Assignment:
Locate each line in the rows below that contains the string "clicks", and copy every such line out in full.
====== Provided records
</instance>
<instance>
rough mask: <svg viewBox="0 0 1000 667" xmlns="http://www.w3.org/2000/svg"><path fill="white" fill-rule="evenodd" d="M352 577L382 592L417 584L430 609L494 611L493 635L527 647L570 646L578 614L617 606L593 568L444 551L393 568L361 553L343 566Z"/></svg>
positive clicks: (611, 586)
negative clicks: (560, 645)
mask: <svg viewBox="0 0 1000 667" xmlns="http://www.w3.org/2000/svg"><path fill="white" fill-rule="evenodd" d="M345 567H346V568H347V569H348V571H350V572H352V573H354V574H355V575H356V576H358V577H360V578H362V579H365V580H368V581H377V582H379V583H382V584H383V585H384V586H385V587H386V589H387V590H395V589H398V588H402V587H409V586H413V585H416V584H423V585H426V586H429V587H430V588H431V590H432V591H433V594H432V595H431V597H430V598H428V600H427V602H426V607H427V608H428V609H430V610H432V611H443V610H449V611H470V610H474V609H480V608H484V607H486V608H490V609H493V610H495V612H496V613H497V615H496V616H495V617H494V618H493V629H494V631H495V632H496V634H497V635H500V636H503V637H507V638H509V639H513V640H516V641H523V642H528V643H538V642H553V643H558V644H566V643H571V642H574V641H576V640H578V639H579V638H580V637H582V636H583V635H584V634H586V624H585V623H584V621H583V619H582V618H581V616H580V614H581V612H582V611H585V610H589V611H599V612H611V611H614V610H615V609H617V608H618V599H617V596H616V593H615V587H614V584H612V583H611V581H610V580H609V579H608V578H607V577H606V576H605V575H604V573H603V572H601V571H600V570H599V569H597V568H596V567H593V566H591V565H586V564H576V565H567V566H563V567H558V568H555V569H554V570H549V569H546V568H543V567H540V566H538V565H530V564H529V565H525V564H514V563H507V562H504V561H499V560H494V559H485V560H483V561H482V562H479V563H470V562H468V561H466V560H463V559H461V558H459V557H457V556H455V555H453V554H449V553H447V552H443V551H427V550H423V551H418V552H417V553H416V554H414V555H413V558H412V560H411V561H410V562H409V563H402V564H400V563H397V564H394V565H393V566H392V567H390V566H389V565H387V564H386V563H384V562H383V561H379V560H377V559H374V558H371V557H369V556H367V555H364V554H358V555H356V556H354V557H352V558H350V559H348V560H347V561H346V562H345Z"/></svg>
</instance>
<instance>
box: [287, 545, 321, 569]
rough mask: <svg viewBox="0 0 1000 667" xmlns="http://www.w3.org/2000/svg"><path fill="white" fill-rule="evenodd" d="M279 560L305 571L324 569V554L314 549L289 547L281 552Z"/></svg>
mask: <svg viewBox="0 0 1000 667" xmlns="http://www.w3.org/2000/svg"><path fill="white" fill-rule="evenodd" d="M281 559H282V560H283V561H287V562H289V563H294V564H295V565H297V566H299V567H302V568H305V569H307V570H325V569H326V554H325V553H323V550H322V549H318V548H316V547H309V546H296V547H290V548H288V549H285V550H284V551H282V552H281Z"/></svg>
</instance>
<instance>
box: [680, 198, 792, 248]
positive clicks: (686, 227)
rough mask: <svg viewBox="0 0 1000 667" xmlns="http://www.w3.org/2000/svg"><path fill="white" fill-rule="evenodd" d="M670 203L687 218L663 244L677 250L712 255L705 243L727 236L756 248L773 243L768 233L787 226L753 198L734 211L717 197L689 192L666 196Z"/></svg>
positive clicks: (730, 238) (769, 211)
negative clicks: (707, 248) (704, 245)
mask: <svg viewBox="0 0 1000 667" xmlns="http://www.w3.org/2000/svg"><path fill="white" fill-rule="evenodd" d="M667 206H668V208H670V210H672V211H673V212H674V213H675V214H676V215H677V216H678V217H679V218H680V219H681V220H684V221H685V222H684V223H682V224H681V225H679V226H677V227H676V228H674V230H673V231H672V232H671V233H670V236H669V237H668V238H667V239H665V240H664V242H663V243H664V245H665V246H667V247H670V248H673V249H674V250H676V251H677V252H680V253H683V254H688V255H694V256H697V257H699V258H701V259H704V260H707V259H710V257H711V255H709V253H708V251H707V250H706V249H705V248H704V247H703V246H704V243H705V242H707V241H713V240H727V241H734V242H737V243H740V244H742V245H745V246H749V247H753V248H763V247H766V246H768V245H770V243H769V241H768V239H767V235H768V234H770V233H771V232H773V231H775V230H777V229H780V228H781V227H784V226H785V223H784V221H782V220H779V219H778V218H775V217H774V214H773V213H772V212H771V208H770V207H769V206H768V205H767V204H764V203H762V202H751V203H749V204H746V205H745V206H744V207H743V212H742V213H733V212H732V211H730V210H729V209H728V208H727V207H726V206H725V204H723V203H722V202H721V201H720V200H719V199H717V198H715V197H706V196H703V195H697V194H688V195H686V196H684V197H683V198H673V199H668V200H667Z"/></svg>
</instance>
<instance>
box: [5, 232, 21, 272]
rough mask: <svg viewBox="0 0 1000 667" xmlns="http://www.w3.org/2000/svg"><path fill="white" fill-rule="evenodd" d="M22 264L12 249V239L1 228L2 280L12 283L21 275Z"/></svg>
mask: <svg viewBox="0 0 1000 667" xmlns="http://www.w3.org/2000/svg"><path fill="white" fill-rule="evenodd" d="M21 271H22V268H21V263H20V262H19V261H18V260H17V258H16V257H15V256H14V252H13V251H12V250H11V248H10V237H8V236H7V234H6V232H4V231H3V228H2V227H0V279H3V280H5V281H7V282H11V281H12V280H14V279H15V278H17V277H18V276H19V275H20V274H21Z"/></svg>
============
Answer to the exercise:
positive clicks: (611, 586)
negative clicks: (560, 645)
positive clicks: (686, 227)
positive clicks: (730, 238) (769, 211)
negative clicks: (707, 248) (704, 245)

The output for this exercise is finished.